Il narre son voyage en Perse dans de nombreuses lettres envoyées au Père Roger, procureur général des Missions du Levant. Le système de correspondance établi par le fameux jésuite Ignace de Loyola (1491-1556) pour améliorer l’information du gouvernement de la Compagnie de Jésus banalise en effet la relation épistolaire nourrie des missionnaires qui décrivent les étonnants territoires visités. Le remarquable ouvrage des Lettres édifiantes et curieuses publié entre 1702 et 1780 contribue ainsi largement à l’ouverture européenne aux cultures étrangères. De fait, ce précieux écrit est abondamment repris dans les ouvrages historiques du XVIIIème siècle qui traitent les lettres des jésuites comme des sources primaires de qualité. Il faut cependant noter que cette vaste compilation de lettres jésuites détient un aspect de prédication chrétienne comme l’indique l’adjectif édifiant mais aussi exotique comme le montre le mot curieux. Ainsi, le caractère proprement scientifique qui sied à l’Histoire ne se retrouve que rarement dans les Lettres édifiantes et curieuses qui prennent souvent la forme de sermon aux tonalités religieuses. Mais elles sont très utiles dans l’analyse historique car elles illustrent un point de vue clair dont l’importance dans l’Europe des Lumières ne doit pas être sous-estimée. En outre, à un niveau personnel pour le jésuite Bazin, ce voyage en Perse constitue un incontestable choc culturel qui rend la lecture de sa narration épistolaire véritablement passionnante.
En quoi le récit du frère Bazin de son périple en Perse atteste de sa vision moralisatrice chrétienne et européenne de l’Orient tout en offrant un point de vue tant privilégié qu’unique sur les actions de Nader Shah ?

### Données fournies:
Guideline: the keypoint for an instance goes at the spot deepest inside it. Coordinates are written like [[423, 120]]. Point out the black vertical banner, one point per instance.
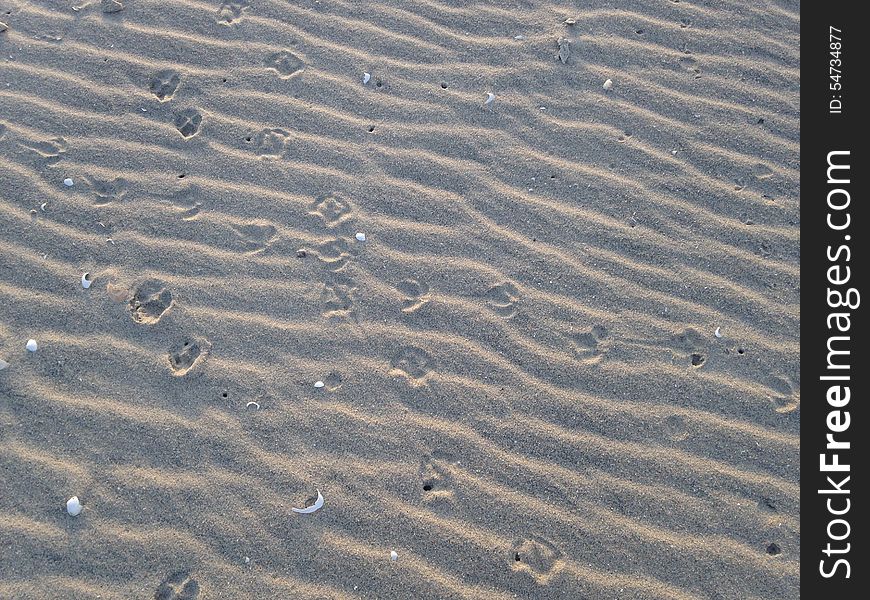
[[834, 420]]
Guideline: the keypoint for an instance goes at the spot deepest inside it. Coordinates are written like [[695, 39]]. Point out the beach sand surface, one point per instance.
[[563, 363]]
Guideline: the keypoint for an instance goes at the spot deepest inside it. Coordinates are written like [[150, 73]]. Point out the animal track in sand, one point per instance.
[[107, 191], [412, 363], [587, 346], [230, 12], [188, 122], [333, 209], [285, 63], [503, 299], [536, 556], [186, 355], [270, 142], [178, 586], [52, 150], [338, 297], [416, 294], [334, 254], [150, 302], [437, 482], [256, 237], [164, 85]]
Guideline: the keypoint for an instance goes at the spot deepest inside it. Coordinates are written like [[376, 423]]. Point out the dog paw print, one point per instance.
[[332, 209], [536, 556], [164, 85], [412, 363], [178, 586], [107, 190], [230, 12], [188, 122], [270, 142], [150, 302], [503, 299], [285, 63], [587, 345], [187, 354]]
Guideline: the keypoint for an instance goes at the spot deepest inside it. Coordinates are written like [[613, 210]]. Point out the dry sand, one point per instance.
[[524, 396]]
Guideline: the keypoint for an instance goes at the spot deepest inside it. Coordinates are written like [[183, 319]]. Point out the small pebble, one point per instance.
[[73, 506]]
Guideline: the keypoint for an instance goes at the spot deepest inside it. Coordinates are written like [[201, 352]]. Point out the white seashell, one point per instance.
[[310, 509], [73, 506]]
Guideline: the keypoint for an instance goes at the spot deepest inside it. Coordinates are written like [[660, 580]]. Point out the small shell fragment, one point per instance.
[[73, 506], [310, 509]]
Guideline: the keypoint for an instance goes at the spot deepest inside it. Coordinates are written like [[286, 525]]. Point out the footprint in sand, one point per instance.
[[164, 85], [503, 299], [150, 302], [338, 297], [412, 363], [107, 191], [587, 345], [188, 122], [255, 237], [333, 209], [416, 294], [285, 63], [536, 556], [270, 142], [230, 12], [186, 355], [52, 150], [178, 586]]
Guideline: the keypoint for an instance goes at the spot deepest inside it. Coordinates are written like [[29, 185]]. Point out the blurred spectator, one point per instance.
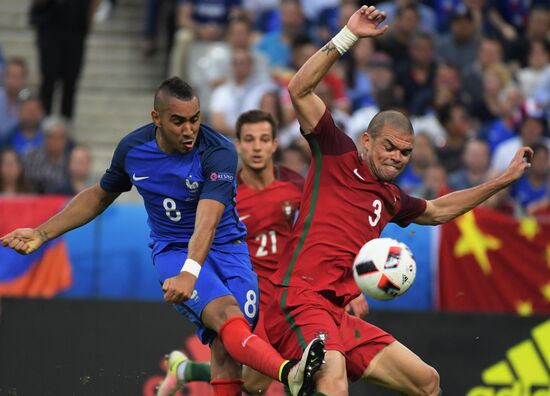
[[435, 183], [264, 14], [489, 53], [448, 87], [510, 102], [502, 201], [486, 107], [199, 22], [242, 92], [538, 28], [80, 171], [61, 30], [531, 132], [296, 158], [12, 179], [46, 167], [455, 120], [538, 62], [531, 191], [541, 94], [417, 74], [13, 91], [397, 39], [271, 103], [428, 18], [509, 17], [385, 93], [475, 166], [423, 156], [27, 134], [459, 47], [276, 46], [358, 78], [332, 85]]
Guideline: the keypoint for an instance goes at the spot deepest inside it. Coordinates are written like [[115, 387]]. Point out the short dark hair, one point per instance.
[[174, 87], [254, 117], [392, 118]]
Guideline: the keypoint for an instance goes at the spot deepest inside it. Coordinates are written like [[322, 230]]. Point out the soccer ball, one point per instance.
[[384, 268]]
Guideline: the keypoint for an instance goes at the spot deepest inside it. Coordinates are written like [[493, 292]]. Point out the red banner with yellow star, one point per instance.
[[491, 262]]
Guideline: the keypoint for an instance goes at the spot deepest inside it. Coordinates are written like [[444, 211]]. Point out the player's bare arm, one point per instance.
[[309, 107], [180, 287], [83, 208], [446, 208]]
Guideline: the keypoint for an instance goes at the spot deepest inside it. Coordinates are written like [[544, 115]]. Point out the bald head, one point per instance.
[[390, 118]]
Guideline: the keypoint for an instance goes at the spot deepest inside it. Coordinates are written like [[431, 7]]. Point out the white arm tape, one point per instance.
[[344, 40], [192, 267]]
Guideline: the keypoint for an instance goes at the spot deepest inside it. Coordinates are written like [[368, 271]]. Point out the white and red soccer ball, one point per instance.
[[384, 268]]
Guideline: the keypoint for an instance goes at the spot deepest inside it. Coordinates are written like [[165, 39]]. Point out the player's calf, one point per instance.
[[300, 376]]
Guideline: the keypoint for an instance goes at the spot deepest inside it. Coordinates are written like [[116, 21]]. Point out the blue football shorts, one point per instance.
[[226, 270]]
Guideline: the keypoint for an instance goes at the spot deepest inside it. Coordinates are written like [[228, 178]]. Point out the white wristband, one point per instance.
[[344, 40], [192, 267]]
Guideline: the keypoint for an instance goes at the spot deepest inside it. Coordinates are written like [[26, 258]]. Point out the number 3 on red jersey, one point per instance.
[[377, 204]]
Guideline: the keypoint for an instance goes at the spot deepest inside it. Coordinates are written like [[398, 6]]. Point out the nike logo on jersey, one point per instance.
[[248, 338], [138, 178], [356, 172]]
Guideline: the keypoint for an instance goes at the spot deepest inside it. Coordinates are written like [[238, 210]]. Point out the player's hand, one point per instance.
[[179, 288], [518, 165], [23, 240], [365, 22], [358, 306]]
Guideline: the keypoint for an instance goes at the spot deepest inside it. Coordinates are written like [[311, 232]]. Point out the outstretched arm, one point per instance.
[[83, 208], [309, 107], [180, 287], [447, 207]]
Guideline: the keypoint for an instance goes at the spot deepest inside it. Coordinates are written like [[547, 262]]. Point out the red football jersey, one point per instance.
[[268, 215], [343, 206]]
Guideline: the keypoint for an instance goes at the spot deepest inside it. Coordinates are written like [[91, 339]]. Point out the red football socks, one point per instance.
[[227, 387], [249, 349]]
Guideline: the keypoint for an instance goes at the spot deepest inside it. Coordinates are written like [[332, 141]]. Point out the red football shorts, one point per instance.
[[296, 316], [266, 291]]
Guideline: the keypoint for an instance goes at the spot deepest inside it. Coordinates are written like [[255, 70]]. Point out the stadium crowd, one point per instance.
[[472, 75]]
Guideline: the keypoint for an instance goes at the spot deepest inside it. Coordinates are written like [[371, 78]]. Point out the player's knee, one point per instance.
[[430, 383], [255, 389], [256, 385], [332, 385]]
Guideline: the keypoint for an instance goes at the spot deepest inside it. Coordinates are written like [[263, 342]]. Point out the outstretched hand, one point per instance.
[[23, 240], [179, 288], [365, 22], [518, 165], [358, 306]]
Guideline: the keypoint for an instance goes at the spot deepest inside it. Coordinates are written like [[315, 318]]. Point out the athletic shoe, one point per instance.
[[170, 385], [300, 377]]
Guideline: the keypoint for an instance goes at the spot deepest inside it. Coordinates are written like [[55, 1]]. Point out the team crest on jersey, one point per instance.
[[191, 186], [221, 176], [288, 210]]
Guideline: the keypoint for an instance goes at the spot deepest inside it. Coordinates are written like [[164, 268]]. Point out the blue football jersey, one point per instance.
[[172, 184]]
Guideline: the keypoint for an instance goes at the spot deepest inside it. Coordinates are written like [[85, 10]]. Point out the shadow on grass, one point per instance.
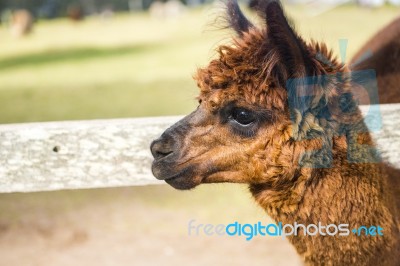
[[75, 54]]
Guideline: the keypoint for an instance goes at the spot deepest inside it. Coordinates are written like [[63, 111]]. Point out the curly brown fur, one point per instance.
[[277, 113]]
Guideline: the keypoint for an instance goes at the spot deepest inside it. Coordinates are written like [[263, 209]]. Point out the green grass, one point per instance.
[[135, 65]]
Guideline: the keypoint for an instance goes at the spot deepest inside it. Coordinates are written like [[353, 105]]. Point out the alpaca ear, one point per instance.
[[236, 18], [292, 50]]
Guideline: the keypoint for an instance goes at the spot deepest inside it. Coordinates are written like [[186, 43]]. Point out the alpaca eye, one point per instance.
[[243, 116]]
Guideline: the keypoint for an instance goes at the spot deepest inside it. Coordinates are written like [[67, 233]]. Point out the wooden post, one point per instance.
[[108, 153]]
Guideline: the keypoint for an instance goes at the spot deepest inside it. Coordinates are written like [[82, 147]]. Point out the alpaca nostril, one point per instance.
[[160, 154], [160, 149]]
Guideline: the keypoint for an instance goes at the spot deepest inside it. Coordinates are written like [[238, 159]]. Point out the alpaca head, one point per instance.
[[267, 100]]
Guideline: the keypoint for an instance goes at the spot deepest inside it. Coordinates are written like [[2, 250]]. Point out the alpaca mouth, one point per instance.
[[182, 180]]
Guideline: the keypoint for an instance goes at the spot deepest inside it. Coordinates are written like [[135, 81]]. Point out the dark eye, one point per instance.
[[243, 116]]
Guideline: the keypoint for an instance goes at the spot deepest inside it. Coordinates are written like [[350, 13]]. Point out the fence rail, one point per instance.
[[109, 153]]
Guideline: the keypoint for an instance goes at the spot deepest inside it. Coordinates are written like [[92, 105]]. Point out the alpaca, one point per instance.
[[382, 53], [272, 114]]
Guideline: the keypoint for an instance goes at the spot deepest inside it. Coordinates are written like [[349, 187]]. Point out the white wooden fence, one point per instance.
[[108, 153]]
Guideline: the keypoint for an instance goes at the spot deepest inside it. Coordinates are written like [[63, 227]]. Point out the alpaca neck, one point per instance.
[[348, 193]]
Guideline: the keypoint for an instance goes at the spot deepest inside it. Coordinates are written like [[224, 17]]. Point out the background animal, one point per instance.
[[382, 53]]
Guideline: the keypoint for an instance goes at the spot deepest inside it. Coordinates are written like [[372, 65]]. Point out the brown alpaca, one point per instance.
[[382, 53], [303, 149]]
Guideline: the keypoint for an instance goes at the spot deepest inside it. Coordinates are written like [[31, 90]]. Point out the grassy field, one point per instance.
[[134, 65]]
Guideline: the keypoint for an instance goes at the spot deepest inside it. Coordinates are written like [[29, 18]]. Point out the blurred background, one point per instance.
[[94, 59]]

### Objectif:
Dans le texte sur les lettres du frère Bazin, réécrivez le segment allant de « En quoi le récit » jusqu'à « Nader Shah ? » en remplaçant « périple » par « voyage ». Appuyez-vous uniquement sur le texte.

### Réponse:
En quoi le récit du frère Bazin de son voyage en Perse atteste de sa vision moralisatrice chrétienne et européenne de l’Orient tout en offrant un point de vue tant privilégié qu’unique sur les actions de Nader Shah ?